Which lines of the data below contain the word "vest"? Return every one of them in full.

**Given entries:**
=====
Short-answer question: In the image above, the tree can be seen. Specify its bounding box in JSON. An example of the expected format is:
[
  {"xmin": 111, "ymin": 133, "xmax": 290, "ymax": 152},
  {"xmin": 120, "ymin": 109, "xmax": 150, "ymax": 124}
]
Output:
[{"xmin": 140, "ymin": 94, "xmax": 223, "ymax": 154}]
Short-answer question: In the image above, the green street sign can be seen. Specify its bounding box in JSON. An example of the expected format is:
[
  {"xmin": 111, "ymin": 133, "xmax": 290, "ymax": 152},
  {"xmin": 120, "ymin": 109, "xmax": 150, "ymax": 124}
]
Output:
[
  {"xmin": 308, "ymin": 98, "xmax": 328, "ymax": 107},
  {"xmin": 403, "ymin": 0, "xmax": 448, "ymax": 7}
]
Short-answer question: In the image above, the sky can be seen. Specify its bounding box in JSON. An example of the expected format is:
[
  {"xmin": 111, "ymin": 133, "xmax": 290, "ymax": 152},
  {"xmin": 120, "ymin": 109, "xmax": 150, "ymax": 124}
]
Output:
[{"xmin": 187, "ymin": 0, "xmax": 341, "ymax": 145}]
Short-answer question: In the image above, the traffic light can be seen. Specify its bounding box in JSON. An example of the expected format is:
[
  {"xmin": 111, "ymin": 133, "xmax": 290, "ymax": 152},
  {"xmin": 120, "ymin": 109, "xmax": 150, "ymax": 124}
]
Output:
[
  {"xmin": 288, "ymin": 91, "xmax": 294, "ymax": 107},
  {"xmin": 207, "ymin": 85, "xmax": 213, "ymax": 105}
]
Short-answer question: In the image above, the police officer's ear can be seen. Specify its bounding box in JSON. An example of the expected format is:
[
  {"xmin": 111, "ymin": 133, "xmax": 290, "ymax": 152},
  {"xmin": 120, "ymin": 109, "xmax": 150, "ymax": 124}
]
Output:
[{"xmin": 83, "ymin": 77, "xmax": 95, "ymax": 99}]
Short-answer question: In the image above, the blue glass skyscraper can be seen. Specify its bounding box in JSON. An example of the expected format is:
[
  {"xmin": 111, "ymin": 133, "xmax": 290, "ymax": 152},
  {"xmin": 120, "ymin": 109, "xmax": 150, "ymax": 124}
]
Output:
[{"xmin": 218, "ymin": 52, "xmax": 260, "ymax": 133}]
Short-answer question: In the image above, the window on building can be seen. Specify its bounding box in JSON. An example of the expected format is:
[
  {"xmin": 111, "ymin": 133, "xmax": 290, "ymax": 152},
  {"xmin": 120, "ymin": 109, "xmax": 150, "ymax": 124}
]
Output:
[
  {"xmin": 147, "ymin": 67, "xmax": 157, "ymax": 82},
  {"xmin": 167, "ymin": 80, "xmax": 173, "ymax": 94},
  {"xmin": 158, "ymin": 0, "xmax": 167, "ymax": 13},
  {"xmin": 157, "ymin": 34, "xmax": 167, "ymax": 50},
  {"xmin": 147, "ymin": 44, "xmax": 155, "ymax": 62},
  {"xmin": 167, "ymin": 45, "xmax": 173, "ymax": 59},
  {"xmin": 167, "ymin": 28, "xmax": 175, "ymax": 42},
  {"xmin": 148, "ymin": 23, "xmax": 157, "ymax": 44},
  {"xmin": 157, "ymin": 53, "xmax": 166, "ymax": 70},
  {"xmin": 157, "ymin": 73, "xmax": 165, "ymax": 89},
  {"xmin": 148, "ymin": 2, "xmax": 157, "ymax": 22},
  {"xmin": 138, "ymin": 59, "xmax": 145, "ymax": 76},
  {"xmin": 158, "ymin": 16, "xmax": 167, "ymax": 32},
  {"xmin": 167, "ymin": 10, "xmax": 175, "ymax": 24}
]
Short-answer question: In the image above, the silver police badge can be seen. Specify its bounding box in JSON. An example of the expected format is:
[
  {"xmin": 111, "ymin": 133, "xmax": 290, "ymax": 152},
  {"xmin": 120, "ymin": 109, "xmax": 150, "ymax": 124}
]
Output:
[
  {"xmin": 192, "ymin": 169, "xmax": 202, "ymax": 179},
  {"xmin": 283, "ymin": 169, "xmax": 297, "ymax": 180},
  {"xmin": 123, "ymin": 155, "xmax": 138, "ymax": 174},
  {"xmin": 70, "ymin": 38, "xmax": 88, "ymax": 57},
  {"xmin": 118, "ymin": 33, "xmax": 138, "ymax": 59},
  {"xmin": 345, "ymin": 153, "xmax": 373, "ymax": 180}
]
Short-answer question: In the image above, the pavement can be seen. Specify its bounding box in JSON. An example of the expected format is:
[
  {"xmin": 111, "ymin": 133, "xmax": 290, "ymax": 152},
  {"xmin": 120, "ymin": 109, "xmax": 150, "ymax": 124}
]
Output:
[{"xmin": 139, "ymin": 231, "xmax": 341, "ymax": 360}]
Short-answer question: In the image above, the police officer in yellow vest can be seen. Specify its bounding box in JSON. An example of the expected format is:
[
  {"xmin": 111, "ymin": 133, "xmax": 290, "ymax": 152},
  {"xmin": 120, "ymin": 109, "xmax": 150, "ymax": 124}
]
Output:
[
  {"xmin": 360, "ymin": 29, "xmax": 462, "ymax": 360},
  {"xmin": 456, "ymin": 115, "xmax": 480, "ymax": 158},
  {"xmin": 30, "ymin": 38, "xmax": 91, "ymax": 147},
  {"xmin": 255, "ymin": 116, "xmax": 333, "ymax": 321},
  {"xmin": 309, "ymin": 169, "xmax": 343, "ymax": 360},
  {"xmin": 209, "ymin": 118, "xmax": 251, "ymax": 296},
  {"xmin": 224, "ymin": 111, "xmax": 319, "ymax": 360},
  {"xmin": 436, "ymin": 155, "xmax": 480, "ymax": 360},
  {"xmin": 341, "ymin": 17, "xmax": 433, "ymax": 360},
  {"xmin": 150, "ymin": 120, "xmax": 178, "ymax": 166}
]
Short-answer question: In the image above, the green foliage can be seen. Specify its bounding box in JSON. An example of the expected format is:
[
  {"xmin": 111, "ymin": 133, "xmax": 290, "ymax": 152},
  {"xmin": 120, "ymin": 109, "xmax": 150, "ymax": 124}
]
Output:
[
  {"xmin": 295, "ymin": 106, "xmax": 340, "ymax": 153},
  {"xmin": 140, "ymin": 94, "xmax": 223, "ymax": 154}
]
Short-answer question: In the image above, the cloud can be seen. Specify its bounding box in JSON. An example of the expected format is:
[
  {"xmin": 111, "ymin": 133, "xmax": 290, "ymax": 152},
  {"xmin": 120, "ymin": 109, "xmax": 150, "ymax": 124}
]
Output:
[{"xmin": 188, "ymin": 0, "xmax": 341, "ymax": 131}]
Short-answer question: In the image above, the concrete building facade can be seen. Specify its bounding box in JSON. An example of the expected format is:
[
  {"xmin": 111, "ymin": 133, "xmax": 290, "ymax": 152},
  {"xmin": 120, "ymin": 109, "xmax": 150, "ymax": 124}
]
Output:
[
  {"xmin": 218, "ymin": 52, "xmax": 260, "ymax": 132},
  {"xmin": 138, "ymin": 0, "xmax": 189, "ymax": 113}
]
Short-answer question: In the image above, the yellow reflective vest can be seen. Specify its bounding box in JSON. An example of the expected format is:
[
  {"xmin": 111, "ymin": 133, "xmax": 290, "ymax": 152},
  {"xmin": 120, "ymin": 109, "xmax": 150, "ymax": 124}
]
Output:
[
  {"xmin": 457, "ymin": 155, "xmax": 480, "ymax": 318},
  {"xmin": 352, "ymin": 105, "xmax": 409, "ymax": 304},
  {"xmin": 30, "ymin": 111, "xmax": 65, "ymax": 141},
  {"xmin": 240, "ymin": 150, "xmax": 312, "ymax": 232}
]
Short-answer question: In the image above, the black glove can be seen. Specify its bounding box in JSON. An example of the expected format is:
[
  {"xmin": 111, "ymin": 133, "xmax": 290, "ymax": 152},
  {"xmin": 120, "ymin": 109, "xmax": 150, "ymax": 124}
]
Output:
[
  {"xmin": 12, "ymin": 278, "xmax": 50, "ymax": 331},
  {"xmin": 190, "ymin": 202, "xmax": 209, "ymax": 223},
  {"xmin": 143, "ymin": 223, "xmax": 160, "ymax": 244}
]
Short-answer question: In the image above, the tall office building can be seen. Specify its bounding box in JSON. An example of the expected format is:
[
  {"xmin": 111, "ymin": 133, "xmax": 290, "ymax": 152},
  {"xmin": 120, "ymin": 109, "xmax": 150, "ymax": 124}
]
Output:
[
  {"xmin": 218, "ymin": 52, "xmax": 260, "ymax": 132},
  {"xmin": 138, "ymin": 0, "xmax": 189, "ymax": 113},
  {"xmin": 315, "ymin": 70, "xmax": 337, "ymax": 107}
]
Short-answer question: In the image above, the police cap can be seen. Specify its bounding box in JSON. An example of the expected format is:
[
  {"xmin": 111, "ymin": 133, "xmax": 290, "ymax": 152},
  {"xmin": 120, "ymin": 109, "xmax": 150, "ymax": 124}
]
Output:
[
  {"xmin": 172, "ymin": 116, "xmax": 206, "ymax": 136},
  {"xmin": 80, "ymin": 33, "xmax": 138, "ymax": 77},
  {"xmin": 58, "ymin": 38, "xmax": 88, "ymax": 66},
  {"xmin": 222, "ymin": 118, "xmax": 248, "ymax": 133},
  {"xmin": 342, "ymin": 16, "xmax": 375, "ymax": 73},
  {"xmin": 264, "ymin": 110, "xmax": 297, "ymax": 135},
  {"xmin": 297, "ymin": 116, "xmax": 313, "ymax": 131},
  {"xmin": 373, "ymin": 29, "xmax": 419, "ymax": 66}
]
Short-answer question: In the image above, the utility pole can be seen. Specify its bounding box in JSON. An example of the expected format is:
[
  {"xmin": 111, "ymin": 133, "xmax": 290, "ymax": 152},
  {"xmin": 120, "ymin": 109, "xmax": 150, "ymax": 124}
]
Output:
=====
**Reply to the exercise:**
Short-answer question: In the image above, the police officer in yellow vest can be seen. Specify its bounding box in JSON. An example of the expected format is:
Short-answer question: In the image above, the yellow reflective vest can be seen. Specify its bounding box in JSON. An example of the expected format is:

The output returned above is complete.